__Exercise prompt__.
Render as a Markdown table, with columns named "Row" and "Line", every line of the records from the line containing "Mark one point per instance of the trimmed" through the end of the records, both ends included. Skip blank lines, and omit the pictures.

__Data listing__.
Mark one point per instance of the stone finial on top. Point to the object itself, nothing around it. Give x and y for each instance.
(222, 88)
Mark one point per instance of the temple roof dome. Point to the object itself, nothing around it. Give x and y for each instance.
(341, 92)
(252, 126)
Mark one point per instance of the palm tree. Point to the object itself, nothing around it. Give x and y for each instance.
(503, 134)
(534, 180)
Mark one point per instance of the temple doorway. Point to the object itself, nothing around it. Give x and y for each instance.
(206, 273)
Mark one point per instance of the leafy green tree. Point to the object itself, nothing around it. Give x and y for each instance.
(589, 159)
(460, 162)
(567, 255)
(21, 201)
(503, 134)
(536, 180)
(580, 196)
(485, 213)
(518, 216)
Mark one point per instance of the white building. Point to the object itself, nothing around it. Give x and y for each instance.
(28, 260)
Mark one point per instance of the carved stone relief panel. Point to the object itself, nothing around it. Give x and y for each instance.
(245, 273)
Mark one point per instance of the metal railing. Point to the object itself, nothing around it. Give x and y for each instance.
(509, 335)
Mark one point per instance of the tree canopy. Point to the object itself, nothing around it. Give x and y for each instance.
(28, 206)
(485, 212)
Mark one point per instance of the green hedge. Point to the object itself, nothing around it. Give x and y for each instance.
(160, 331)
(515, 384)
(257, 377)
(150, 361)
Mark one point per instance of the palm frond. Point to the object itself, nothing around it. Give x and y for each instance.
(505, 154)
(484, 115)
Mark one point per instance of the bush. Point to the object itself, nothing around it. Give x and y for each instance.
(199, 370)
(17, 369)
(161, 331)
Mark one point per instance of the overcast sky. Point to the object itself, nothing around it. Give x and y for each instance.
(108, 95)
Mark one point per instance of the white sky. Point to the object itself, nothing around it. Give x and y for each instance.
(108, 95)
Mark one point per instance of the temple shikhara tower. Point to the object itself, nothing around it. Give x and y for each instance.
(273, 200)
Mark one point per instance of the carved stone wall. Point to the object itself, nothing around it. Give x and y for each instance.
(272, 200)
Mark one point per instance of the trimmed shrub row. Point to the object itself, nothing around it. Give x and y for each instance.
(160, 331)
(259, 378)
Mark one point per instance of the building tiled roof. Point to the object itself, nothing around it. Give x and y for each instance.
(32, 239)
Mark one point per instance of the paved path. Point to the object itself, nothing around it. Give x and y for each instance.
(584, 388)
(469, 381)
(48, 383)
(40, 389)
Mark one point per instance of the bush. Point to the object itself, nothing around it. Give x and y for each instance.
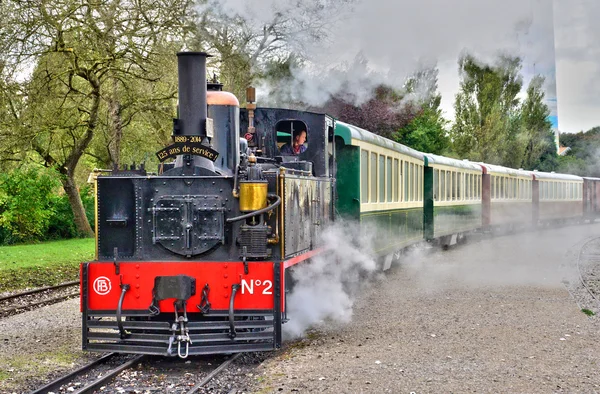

__Exercise answer__.
| Row | Line |
|---|---|
| 1 | Mark one point per instance of the trimmed shrub row. Point to the object itself, nothing around it. Give x and y for each instance. |
| 2 | (160, 331) |
| 3 | (259, 378) |
| 4 | Mark one point per instance of the building tiled roof. Point to the object itself, nothing around it. Give x and y for each instance. |
| 5 | (32, 239) |
| 6 | Mark one point per instance of the paved path. Point to the object itself, nothing around it. Give x and y for each instance. |
| 7 | (584, 388) |
| 8 | (469, 381) |
| 9 | (48, 383) |
| 10 | (40, 389) |
| 11 | Mark one point per instance of the bush. Point to the object itself, nothing around it. Give x and y for each instance. |